Segment Start: Selected extract

The Doctors of the Nazi Leaders
They were the personal doctors and with that also the confidantes of Adolf Hitler, Heinrich Himmler, Hermann Göring and important gauleiters. Men like Theodor Morell, Karl Brandt, Hugo Blaschke and Felix Kersten played an important part as physicians in the Third Reich. How they contributed, in which roles and with which consequences – that will all be analyzed and discussed on October 27 and 28, 2016 at the Centre Charlemagne in Aachen as part of the symposium titled "The Doctors of the Nazi Leaders – Careers and Networks." The Institute of Medical History, Theory and Ethics is thereby hosting the first national symposium on the personal and accompanying doctors of the Nazi leaders.

Segment End: Selected extract
Segment Start: Data for review

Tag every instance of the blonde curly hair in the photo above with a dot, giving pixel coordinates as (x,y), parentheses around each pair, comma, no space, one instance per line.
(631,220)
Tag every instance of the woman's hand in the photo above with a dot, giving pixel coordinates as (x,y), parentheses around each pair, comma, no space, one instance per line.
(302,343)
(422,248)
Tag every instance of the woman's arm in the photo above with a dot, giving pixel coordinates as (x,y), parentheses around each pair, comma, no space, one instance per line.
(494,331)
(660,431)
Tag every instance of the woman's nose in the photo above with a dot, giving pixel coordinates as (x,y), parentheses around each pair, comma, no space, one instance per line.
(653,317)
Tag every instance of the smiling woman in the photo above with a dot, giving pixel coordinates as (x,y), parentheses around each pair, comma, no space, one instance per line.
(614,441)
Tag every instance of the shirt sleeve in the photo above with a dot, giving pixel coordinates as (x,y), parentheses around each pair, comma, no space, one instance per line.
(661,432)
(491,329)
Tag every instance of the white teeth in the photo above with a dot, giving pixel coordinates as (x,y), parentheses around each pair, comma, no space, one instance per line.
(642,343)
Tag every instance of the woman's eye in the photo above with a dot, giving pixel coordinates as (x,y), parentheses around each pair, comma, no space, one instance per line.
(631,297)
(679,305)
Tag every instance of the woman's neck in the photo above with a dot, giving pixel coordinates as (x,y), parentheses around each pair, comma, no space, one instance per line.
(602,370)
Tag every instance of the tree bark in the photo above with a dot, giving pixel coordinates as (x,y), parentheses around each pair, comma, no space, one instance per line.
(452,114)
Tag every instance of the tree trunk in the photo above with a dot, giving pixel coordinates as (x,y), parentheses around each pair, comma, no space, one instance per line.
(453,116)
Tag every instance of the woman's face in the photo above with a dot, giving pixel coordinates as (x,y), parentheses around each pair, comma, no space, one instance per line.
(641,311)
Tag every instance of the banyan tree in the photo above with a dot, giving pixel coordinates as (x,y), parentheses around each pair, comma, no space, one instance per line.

Segment End: Data for review
Segment Start: Data for review

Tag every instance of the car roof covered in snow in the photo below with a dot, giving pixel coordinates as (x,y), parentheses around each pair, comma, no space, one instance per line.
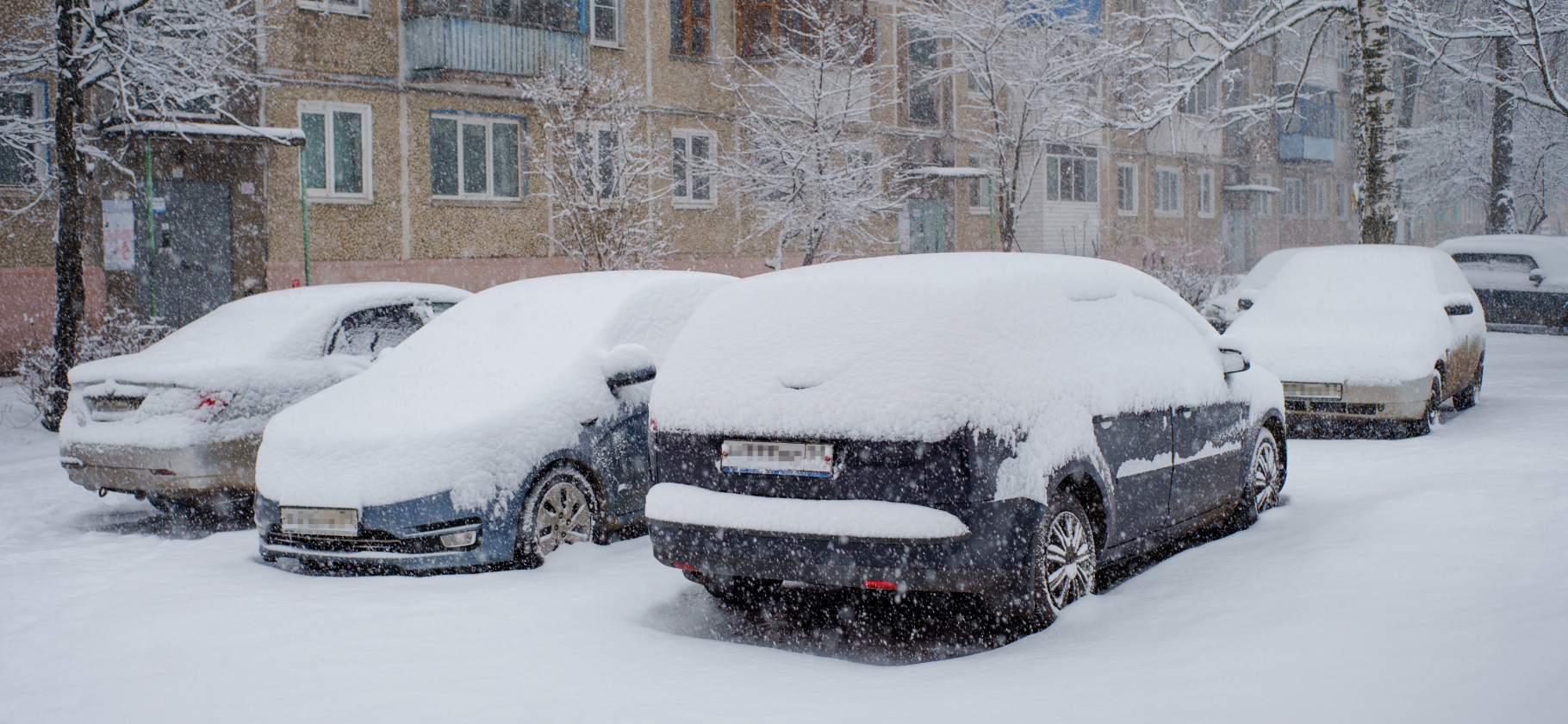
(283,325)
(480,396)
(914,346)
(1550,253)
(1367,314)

Segment End: Data for review

Reproduce the symposium announcement in full, word for word. Work only from the symposium announcement; the lines play no part here.

The Doctors of the Nazi Leaders
They were the personal doctors and with that also the confidantes of Adolf Hitler, Heinrich Himmler, Hermann Göring and important gauleiters. Men like Theodor Morell, Karl Brandt, Hugo Blaschke and Felix Kersten played an important part as physicians in the Third Reich. How they contributed, in which roles and with which consequences – that will all be analyzed and discussed on October 27 and 28, 2016 at the Centre Charlemagne in Aachen as part of the symposium titled "The Doctors of the Nazi Leaders – Careers and Networks." The Institute of Medical History, Theory and Ethics is thereby hosting the first national symposium on the personal and accompanying doctors of the Nazi leaders.